## SELECTED PASSAGE

┄┄┄┄┄┄┄┄┄┄┄┄┄┄┄┄┄┄┄┄

I will be happy to start next year with this past year behind me. I also plan to have absolutely no contact with anyone between the ages of 10 and 13 for the next three months to rest my weary ears.  If you need me, I will be sipping coffee, listening to the birds, and smiling.

Not the best view, but the birds abound.



Tuesday, April 29, 2025

A Week Without Chocolate

My person recently commented that I hadn't written in awhile.  I nodded and said I knew and was quiet for a minute. (just a minute).  I said that I felt it was silly to write about small things in my life while the world was a dumpster fire.  He said he got that but isn't it when we stop doing the things we enjoy that the people torching the world as we know it win?  He is very wise, my person.  You have him to thank for this missive!

In the past week, I have done something I did not think I could ever, ever do.  Ready?  I am really so proud of this one.  No, I didn't set a record pace for anything.  And sadly, my Spanish is still terrible.  I didn't graduate anything or enroll in anything.  I didn't save anyone or do anything noble.  But you know what I was able to do?  I went an entire week without eating anything chocolate!!! If you know me, you know what a feat this is!  I love chocolate.  I love to smell it and eat it and bake with it.  And for an entire week, nary a cocoa-dusted or chocolate-studded anything has passed my lips.  I expect my "One Week Without Chocolate" badge to come in the mail any day now. Hmm, this reminds me that I am still waiting on my  "Survived My First Midwest Winter" badge. 

I have gotten through life believing that one handful of chocolate chips a day is more important than 60 ounces of water for maintaining a healthy lifestyle.  And if one handful is good, two is definitely better.  And that handful of chocolate chips doesn't count for a serving of sweets so go ahead and eat a Reese's cup or whatever other desk chocolate you might come across.  I have felt and treated chocolate like its own food group my entire life.  I prefer dark chocolate and dark chocolate chips, but I will eat milk chocolate and feel no sadness.  I also can't quite enjoy baking if there isn't chocolate involved.  Banana bread?  Needs chocolate chips.  Same with pumpkin or, really, any bread or muffin.  Brownies?  Have to bite into a chocolate chip to make it totally satisfying.  I have passed this love of chocolate onto my children and one of my favorite memories is a tiny Sophie declaring, "MAMA, I need chocolate."  I felt that in my bones and got this tiny child the chocolate she needed and some for me as well.

I swear I can smell this right now.


Why have I had a week of forgoing something I love so much?  Well, as stated, I did just survive my first Midwest winter.  There are a few different ways that I acclimated to survive a true winter in a very long time.  First, I curled under an electric blanket on the couch a lot.  SO much warmth and the cats liked it too.  Second, many days I didn't go outside again once I got home from work.  No reason to go back out there in that mess.  Third, my person and I regaled each other by making dishes from our youth that depended heavily on carbs on carbs with cheese.  Yum.  Family-size portions for two people.  Delicious, family-sized portions for two people.  When you are curled up under an electric blanket, eating carbs and carbs on cheese seems like a very good thing.  When the weather gets better and you put on a pair of shorts for the first time in six months and the horror of your prison-pallor thighs stares back at you, you realize maybe a little too much of a good thing.  This combined with the fact I am a middle-aged woman with a sluggish metabolism has left me making some new choices.

┄┄┄┄┄┄┄┄┄┄┄┄┄┄┄┄┄┄┄┄

## STORED DATA

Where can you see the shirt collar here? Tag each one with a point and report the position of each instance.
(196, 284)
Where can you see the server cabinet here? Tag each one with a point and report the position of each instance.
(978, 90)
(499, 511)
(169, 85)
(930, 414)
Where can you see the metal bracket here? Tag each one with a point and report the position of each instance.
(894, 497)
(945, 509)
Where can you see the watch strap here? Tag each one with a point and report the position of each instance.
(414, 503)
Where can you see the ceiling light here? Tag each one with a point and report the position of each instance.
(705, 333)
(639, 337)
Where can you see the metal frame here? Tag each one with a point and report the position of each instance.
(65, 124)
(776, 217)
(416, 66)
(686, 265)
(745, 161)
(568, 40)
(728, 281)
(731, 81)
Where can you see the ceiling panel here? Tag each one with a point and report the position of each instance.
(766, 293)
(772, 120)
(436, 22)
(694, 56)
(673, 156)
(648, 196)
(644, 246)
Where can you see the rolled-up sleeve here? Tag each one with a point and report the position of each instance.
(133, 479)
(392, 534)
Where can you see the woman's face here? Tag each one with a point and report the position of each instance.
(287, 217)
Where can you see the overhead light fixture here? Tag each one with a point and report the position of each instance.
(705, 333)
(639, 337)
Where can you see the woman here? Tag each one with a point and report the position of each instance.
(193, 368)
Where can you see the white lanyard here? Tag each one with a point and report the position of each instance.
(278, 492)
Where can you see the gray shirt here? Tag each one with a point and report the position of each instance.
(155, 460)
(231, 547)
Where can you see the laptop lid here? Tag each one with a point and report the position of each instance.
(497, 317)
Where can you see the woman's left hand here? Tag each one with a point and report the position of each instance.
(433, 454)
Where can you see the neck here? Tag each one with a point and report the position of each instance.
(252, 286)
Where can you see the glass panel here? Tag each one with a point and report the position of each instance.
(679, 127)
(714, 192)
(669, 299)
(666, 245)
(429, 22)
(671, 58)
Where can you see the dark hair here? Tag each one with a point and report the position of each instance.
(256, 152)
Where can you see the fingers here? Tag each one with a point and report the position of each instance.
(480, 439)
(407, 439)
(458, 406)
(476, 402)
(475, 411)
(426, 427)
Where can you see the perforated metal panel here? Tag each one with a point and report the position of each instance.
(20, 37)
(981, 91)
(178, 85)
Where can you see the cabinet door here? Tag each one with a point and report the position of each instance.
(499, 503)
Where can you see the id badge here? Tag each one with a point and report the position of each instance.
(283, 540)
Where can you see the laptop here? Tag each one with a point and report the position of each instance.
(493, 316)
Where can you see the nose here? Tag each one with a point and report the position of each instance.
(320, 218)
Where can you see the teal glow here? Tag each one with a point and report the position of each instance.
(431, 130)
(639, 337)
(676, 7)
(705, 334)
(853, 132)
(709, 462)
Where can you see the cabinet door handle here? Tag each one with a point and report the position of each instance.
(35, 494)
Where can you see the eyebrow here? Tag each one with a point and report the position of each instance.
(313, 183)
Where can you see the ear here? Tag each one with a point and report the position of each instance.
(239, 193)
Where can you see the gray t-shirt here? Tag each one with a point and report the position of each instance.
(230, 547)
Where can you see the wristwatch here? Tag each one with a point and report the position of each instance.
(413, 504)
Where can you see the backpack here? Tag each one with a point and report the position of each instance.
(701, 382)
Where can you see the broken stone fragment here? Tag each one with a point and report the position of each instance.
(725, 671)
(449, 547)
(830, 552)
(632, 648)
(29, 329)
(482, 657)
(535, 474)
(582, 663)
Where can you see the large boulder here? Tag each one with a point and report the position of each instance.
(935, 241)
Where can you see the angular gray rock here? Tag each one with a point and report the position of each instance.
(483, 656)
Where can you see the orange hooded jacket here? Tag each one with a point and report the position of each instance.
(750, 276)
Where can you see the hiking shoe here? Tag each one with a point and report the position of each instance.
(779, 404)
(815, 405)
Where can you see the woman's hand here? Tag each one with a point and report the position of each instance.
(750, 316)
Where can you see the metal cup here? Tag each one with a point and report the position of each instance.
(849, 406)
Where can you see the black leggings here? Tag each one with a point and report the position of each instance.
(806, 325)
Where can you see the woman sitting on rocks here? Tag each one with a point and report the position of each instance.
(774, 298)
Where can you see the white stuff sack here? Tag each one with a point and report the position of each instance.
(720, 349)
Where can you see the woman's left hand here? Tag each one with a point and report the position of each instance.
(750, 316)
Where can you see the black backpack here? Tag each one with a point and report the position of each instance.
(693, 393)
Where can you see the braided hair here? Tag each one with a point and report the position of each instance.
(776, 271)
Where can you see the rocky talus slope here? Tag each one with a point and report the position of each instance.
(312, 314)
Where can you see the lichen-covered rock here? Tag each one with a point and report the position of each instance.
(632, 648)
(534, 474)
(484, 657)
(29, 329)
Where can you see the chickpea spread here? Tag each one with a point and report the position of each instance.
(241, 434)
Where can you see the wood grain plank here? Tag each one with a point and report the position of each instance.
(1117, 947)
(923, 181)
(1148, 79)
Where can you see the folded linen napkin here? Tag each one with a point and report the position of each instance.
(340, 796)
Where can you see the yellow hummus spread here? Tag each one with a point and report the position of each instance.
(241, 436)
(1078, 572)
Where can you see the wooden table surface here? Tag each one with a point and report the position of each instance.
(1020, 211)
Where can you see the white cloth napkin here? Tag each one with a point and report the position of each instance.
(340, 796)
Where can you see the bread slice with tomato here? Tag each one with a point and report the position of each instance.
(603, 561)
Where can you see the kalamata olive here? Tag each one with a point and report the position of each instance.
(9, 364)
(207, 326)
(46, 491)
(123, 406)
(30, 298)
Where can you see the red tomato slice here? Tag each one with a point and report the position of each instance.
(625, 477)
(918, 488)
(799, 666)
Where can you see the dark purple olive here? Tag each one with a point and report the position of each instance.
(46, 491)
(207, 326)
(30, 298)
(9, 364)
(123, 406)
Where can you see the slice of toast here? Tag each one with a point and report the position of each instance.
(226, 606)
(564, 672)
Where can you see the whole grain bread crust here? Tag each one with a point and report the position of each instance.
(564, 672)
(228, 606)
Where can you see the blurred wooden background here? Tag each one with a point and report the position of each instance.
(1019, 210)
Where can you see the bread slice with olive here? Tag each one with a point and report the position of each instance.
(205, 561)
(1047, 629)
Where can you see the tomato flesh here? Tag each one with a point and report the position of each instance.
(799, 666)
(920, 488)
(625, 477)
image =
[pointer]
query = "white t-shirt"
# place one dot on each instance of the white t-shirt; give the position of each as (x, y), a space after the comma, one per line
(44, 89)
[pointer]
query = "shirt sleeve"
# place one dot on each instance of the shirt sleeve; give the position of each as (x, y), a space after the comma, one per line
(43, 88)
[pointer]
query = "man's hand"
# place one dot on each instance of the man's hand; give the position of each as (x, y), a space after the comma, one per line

┄┄┄┄┄┄┄┄┄┄┄┄┄┄┄┄┄┄┄┄

## STATED PROBLEM 1
In the passage about a week without chocolate, rewrite everything from "My person recently" down to "for this missive!", swapping "dumpster fire" for "train wreck".
## STATED PROBLEM 2
In the passage about a week without chocolate, which kind of chocolate does the writer prefer?

## COMPLETE ANSWER 1
My person recently commented that I hadn't written in awhile.  I nodded and said I knew and was quiet for a minute. (just a minute).  I said that I felt it was silly to write about small things in my life while the world was a train wreck.  He said he got that but isn't it when we stop doing the things we enjoy that the people torching the world as we know it win?  He is very wise, my person.  You have him to thank for this missive!

## COMPLETE ANSWER 2
Dark chocolate and dark chocolate chips.